* Start Selection *
As to the Administrative Law issue (at 345):
[107] There can be no question that the overall scheme of the EAA is premised upon an open, accountable and neutrally administered process. There is a natural tension which prevails between the advocates of sustainability and those of industrial projects. The EAA was evidently designed to ensure that the tensions between those competing views be dealt with in an open way. In order that the ministers called upon to make decisions under the EAA do so in the open, accountable and neutral manner mandated by the EAA, it is necessary that they be exposed to minority views. The difficulty posed by the Recommendations Report is that the Ministers were insulated from those views by the failure of the Recommendations Report to fairly and fully advise the Ministers of the disputes which form the core of the Tlingits' concerns. In that respect, I consider that the Ministers' decision failed to take into account a relevant factor. Furthermore, the failure goes to the heart of the environmental review process and, as such, renders the Ministers' decision unreasonable.
[108] I would therefore conclude that there was, in this regard, a breach of the rules of procedural fairness. I find that the failure of the Project Committee to finally meet and discuss with the Tlingits their concerns gave rise to the failure on the part of the Project Committee to report to the Ministers the final concerns of the Tlingits and the various reports reflecting those concerns. As noted, that was information which ought to have been considered by the Ministers, and by reason of its absence from the recommendations of the Project Committee, was not considered. That failure was sufficiently egregious as to result in a finding that the Ministers' decision was unreasonable.
[Emphasis mine.]
As to the Tlingit assertion of apprehension of bias, she concluded that the process used to produce the Recommendations Report did not give rise to a reasonable apprehension of bias.
(e) The Refusal of the Declarations
[61] As the Tlingit understand the learned judge's reasons, she held that there could be no remedy against what is done by a Project Committee or the executive director under the statute because neither exercises a "statutory power of decision".
[62] I am not certain that the learned judge went so far. Her reasons are open to the construction that the nature of the attacks being made against the process were such as could only arise against a tribunal with a statutory power of decision. If, however, the Tlingit's understanding is correct, then, with respect, the learned judge erred because judicial review under the statute is not limited to tribunals with "powers of decision".
[63] By s. 2(2) of the Judicial Review Procedure Act, R.S.B.C. 1996, c. 241:
2(2) On an application for judicial review, the court may grant any relief that the applicant would be entitled to in any one or more of the proceedings for:
(a) relief in the nature of mandamus, prohibition or certiorari;
(b) a declaration or injunction, or both, in relation to the exercise, refusal to exercise, or proposed or purported exercise, of a statutory power.
[64] Thus, subsection (a) embodies all the substantive remedies of the prerogative writs.
[65] Subsection (2) is the statutory embodiment of Dyson v. Attorney-General, [1911] 1 K.B. 410 (C.A.) in which the plaintiff sued for a declaration that certain demands made upon him, purportedly under the Finance (1909-1910) Act, 1910 (10 Edw. 7, c. 8) were not authorized by the statute.
* End Selection *
Actions to take —
A – Answer these questions using the court excerpt:
(i) Which statute contains the s. 2(2) quoted in paragraph [63]?
(ii) What did the judge conclude about the Tlingit assertion of apprehension of bias?
(iii) According to paragraph [65], what case is subsection (2) the statutory embodiment of?
B – Please convert every line of the position identification records into a Markdown table with the columns Row and Line, skipping blank lines. Leave the pictures out of the table.
The court excerpt above has no connection to the records.
* Start Information supplied *
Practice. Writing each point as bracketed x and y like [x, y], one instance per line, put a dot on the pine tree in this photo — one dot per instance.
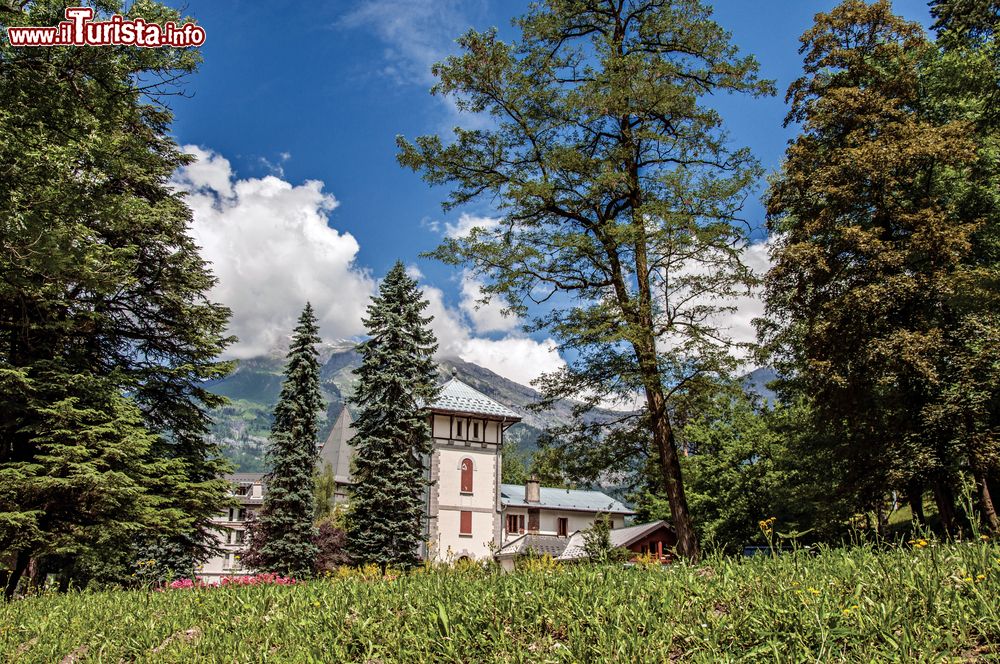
[619, 192]
[397, 379]
[92, 484]
[284, 534]
[99, 275]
* End Information supplied *
Exercise solutions —
A –
(i) The Judicial Review Procedure Act, R.S.B.C. 1996, c. 241.
(ii) She concluded that the process used to produce the Recommendations Report did not give rise to a reasonable apprehension of bias.
(iii) Dyson v. Attorney-General, [1911] 1 K.B. 410 (C.A.).

B –
| Row | Line |
|---|---|
| 1 | Practice. Writing each point as bracketed x and y like [x, y], one instance per line, put a dot on the pine tree in this photo — one dot per instance. |
| 2 | [619, 192] |
| 3 | [397, 379] |
| 4 | [92, 484] |
| 5 | [284, 534] |
| 6 | [99, 275] |